WHAT YOU NEED TO DO:
**a.** From the passage on ConvNets for EEG decoding, list the other decoding tasks to which the ConvNets are said to have generalized well.
**b.** According to the passage on ConvNets for EEG decoding, what kind of information do the networks appear to learn to use to predict the performed movement?
**c.** Continue the passage on ConvNets for EEG decoding from its final sentence.

TEXT SECTION:
_ _ _

We therefore created several ConvNet architectures to thoroughly evaluate on EEG decoding. We first evaluated our ConvNet’s decoding performance under a range of different hyperparameter choices on widely studied movement-related decoding tasks like decoding which limb a person is thinking of moving. On those tasks, we found our ConvNets to perform at least as good as a strong feature-based baseline. The ConvNets also generalized well to a range of other decoding tasks, including other mental imageries, decoding whether a person made or perceived an error, as well as pathology diagnosis.
We also developed visualizations to understand the features the ConvNets extract from the EEG signal, finding that their predictions are sensitive to plausible neurophysiological features. Using perturbations of spectral features like amplitude and phase, we show topographies of the causal effects of spectral changes on the networks predictions. For decoding of executed movements, these topographies are consistent with known movement-related spectral brain-signal changes like contralateral alpha power decreases (e.g., decrease in alpha power on the right side of the head when moving the left hand). They also suggest that networks learn to use high-gamma information to predict the performed movement. Visualizations of inputs that maximally activate specific units in one of our ConvNets further reveals that the ConvNet has also learned specific timecourses of amplitude changes, going beyond using just averaged spectral features.

_ _ _

Recorded data:
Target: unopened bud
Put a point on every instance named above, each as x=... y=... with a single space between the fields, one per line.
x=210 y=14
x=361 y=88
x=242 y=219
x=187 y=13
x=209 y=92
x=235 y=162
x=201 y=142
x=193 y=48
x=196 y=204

_ _ _

RESULTS IN ORDER:
**a.**
- Other mental imageries
- Decoding whether a person made or perceived an error
- Pathology diagnosis

**b.** High-gamma information.

**c.**
Later, we more deeply investigated features learned for pathology decoding. Here, we made use of invertible networks, networks that are designed such that you can invert intermediate and final network outputs back to a corresponding input, allowing to visualize output changes in input space. Further, we also developed a smaller network that is specifically designed to be interpretable and train it to mimic the invertible network. Using these methods we could directly show and investigate temporal waveforms with spatial topographies that are associated with pathological or healthy recordings. These visualizatiosn revealed both neurophysiologically plausible features like temporal slowing as a marker for a pathological EEG or occipital alpha as a marker for healthy EEG, as well as surprising features like frontal and temporal very-low-frequency (<=0.5 Hz) components.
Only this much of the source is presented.